Problem to solve
Below is a set of records. Repeat them verbatim without the pictures.

Records provided

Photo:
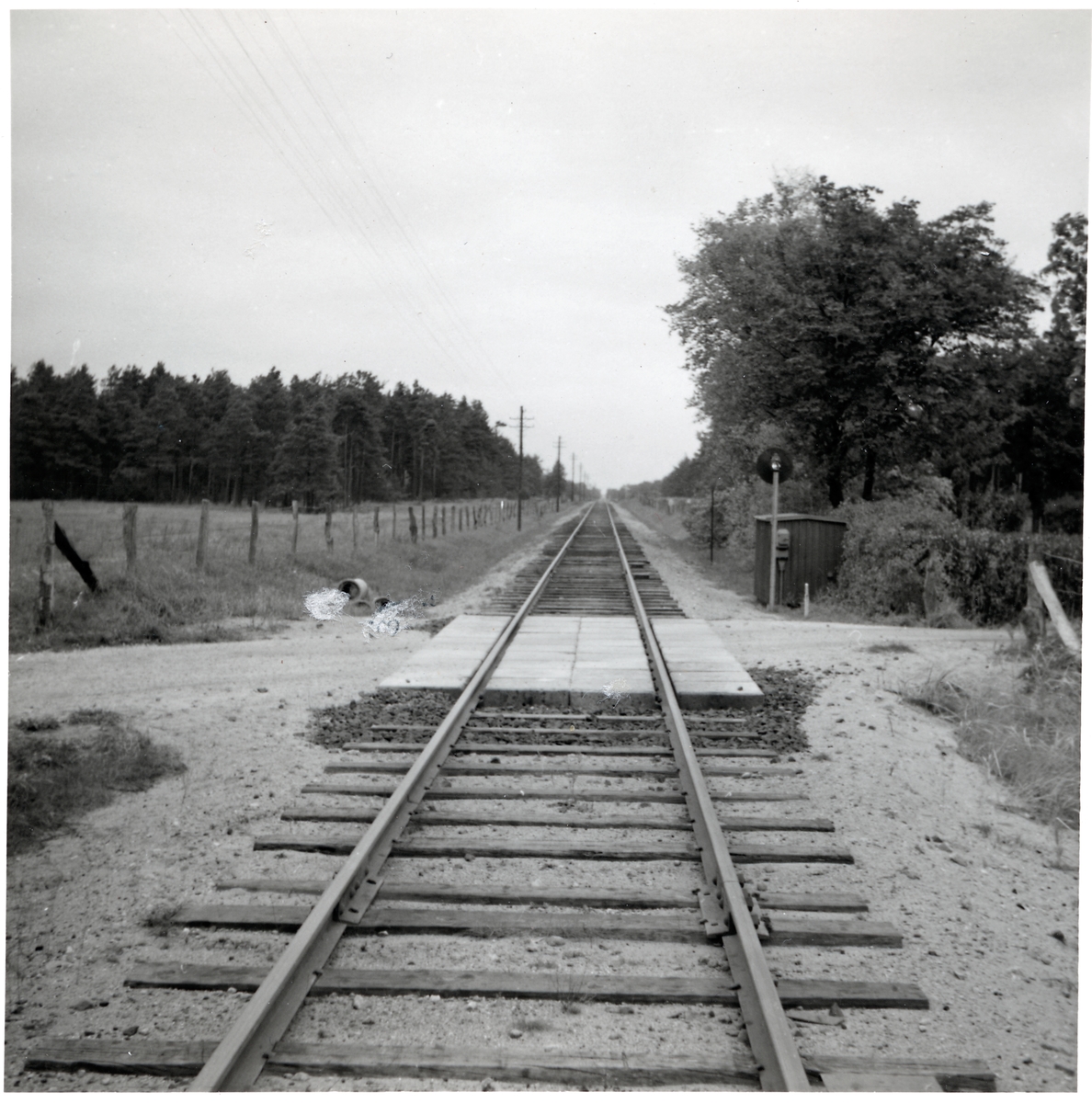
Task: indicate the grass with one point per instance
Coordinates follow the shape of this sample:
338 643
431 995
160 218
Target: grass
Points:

The completed task
Photo:
Task: indicate the grass with one point per instance
Coordinates follow the shape of this sample:
338 643
431 995
160 218
Target: grass
Points:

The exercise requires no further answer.